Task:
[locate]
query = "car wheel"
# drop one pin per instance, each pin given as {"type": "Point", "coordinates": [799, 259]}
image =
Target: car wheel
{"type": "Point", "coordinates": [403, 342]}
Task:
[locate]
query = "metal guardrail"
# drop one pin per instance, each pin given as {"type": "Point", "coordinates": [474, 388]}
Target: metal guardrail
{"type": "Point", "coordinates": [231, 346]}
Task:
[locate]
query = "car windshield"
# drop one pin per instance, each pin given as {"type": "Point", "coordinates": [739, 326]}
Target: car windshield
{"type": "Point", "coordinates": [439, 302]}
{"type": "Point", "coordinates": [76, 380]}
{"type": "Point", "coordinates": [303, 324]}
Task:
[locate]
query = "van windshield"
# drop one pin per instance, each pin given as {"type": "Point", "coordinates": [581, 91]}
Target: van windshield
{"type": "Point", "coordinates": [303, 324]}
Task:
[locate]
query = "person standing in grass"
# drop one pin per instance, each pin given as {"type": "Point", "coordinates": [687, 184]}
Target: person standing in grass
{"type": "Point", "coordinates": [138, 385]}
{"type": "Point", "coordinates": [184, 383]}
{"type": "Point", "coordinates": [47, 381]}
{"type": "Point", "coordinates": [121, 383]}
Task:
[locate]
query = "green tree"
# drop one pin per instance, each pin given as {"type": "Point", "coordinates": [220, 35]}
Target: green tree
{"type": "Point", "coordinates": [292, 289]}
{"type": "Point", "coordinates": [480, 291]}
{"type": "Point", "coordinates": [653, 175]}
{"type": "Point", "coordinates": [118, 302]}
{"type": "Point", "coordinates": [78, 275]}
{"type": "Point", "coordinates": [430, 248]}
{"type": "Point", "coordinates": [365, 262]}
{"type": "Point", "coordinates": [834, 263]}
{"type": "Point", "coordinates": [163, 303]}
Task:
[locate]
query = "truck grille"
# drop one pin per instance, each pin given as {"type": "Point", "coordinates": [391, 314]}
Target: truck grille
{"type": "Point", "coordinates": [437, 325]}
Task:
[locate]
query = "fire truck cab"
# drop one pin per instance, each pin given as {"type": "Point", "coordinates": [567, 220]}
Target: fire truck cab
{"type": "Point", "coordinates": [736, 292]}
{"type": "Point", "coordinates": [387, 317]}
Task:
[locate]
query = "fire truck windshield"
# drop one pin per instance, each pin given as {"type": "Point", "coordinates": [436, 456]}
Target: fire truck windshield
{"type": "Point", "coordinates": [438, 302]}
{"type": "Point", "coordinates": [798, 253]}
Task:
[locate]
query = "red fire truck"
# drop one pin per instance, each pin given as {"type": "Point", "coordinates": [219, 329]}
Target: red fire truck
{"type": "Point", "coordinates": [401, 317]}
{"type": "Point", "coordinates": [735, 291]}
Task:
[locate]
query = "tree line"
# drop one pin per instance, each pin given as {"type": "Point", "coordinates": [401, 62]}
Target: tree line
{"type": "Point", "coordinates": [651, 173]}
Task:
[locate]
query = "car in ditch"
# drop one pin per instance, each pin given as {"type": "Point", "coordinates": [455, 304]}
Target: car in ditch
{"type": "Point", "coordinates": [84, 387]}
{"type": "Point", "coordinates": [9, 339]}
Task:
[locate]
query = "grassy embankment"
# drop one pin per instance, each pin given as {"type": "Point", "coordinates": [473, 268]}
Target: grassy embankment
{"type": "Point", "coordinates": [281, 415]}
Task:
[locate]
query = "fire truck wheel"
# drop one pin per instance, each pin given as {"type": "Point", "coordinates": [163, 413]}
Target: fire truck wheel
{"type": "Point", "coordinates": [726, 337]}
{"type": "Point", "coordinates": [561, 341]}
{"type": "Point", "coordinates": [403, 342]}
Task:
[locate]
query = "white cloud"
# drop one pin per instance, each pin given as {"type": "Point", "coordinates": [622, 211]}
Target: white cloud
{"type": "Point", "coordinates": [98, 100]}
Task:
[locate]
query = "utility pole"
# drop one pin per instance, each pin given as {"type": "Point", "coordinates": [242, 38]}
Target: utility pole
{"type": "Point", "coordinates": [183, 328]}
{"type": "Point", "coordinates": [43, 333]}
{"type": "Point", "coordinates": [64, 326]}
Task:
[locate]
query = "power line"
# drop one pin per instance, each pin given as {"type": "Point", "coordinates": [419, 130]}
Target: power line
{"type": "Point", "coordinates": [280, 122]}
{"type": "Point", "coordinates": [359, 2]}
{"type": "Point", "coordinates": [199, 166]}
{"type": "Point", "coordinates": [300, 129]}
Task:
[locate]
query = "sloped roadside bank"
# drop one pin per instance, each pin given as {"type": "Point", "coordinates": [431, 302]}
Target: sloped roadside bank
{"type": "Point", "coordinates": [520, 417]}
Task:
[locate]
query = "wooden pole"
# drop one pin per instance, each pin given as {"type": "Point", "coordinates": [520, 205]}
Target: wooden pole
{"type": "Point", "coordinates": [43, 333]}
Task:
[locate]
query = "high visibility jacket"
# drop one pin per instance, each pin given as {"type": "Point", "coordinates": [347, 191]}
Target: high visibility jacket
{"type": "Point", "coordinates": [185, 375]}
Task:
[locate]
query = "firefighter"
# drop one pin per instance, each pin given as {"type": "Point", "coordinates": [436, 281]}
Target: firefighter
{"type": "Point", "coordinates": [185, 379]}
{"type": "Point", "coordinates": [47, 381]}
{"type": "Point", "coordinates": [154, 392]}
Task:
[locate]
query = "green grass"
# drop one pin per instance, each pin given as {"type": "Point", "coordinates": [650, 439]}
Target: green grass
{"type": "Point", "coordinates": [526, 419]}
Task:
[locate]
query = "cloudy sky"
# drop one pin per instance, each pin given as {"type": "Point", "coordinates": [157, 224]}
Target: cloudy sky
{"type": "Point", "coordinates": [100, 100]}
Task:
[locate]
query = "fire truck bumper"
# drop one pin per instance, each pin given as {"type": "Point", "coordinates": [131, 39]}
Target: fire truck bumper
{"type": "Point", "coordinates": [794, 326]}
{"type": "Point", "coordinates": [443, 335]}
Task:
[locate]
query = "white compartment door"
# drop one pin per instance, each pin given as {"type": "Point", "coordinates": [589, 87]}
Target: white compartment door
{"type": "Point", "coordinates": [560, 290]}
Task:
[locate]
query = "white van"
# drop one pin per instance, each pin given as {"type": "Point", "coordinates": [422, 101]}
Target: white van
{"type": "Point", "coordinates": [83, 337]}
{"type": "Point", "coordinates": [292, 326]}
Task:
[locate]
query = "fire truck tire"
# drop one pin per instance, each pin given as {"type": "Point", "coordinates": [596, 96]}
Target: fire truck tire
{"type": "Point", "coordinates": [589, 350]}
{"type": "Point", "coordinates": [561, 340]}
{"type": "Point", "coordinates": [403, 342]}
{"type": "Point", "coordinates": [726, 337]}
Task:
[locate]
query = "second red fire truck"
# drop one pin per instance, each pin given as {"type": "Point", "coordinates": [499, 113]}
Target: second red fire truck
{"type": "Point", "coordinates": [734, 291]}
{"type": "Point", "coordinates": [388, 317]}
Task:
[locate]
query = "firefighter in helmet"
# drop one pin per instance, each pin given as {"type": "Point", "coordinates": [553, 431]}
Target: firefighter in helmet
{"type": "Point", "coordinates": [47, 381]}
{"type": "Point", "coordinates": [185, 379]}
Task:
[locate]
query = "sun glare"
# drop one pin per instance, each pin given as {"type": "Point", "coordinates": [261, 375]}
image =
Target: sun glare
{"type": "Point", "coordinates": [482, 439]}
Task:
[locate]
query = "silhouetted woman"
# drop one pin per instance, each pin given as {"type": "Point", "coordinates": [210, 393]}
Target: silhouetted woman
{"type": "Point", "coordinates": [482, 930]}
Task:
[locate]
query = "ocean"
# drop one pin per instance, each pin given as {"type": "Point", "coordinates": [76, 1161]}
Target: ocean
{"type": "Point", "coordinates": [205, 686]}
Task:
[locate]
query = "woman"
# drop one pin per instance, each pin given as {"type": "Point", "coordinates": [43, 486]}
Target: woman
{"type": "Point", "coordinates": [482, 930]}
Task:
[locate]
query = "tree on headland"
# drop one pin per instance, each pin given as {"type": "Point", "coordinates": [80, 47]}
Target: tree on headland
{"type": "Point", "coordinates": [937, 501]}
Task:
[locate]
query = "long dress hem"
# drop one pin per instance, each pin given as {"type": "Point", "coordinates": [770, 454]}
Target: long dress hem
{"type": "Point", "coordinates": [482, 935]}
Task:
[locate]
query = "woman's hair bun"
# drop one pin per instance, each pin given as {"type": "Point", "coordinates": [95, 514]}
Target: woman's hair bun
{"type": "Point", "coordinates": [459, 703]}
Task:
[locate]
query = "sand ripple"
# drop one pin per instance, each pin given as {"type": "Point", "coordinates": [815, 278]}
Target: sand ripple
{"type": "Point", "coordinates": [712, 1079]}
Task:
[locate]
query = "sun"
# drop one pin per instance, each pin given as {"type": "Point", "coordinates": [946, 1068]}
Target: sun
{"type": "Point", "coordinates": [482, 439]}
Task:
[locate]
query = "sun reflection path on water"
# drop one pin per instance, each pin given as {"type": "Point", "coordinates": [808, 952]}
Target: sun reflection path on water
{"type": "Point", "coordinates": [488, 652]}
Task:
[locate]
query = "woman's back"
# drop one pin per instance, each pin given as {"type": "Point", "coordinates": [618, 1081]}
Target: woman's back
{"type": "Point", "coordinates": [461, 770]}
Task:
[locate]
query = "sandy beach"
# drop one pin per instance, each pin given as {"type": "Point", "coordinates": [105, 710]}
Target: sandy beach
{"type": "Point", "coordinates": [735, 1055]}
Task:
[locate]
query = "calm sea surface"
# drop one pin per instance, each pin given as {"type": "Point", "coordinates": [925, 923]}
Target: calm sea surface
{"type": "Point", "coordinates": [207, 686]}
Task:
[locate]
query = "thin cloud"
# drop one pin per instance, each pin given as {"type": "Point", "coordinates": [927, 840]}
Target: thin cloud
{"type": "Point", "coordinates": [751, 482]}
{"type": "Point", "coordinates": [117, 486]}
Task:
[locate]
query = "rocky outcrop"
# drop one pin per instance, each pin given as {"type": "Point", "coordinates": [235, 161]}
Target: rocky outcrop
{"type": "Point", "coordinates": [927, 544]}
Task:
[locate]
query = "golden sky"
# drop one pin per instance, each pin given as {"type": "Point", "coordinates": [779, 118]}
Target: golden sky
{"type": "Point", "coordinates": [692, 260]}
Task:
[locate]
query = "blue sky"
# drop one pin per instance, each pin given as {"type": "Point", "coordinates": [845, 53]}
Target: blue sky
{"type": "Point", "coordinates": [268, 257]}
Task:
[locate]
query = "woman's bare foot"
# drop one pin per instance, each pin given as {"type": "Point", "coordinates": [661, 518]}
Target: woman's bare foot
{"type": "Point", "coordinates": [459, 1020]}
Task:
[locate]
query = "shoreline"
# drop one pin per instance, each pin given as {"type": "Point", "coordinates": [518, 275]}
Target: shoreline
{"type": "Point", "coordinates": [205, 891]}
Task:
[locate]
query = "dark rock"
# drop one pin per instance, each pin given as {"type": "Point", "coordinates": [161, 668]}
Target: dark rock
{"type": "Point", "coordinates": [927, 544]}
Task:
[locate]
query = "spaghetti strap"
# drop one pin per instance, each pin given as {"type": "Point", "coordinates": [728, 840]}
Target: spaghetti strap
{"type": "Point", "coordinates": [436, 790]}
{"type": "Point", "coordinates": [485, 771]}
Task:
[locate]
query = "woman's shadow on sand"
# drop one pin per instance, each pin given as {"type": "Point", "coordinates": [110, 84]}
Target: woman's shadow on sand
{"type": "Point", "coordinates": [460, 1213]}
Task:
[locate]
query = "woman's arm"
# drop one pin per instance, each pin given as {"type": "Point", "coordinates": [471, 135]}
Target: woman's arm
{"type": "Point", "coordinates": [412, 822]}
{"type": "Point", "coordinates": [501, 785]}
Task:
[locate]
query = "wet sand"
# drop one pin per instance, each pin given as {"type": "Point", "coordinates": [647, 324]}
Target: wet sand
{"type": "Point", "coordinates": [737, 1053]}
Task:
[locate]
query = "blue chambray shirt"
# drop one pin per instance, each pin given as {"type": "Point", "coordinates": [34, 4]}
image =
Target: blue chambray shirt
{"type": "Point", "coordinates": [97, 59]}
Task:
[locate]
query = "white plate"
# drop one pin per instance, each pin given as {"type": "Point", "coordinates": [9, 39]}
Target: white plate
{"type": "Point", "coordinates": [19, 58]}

§ **Exercise brief**
Pull out every line of the listing that contains the string "foot", and copy each one in full.

§ **Answer**
query = "woman's bare foot"
Target: woman's bare foot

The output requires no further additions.